>> Begin

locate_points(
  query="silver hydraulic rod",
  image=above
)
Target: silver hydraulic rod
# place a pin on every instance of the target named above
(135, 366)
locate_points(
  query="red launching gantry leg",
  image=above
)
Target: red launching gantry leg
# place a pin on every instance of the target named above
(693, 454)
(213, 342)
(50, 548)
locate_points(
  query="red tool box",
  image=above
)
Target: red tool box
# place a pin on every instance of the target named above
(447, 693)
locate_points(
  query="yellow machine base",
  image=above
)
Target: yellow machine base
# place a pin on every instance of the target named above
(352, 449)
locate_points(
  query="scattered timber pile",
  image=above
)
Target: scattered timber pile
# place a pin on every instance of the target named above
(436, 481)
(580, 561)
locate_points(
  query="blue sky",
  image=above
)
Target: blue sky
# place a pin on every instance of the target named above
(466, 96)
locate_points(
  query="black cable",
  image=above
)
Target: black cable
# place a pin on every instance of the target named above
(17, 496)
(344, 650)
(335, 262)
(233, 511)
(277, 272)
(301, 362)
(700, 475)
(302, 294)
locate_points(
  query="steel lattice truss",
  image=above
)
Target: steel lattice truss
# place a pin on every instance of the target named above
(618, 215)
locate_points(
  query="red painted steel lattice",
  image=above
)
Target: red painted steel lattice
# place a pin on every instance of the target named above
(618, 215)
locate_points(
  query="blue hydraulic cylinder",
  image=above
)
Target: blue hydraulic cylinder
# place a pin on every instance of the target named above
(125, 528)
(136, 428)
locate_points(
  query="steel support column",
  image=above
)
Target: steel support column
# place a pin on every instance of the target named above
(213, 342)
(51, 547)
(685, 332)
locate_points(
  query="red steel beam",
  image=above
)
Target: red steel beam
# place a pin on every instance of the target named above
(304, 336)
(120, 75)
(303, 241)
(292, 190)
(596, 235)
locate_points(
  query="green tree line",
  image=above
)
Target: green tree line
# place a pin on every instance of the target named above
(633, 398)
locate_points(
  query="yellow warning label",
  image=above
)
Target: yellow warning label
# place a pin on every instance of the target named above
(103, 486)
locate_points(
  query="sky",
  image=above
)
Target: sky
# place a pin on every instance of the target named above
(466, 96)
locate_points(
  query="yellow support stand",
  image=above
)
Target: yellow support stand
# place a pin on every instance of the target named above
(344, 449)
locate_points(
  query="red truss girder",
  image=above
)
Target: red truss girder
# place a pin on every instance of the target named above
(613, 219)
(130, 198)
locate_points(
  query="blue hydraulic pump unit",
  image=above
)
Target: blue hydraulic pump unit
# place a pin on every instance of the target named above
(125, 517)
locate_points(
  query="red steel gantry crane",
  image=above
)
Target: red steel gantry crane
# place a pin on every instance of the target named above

>> End

> STATED PROBLEM: Pick out each line in the data above that contains the string "launching" and copy every such line in full. Case counts.

> EXERCISE OUTPUT:
  query="red launching gantry leg",
Target: red launching gantry leg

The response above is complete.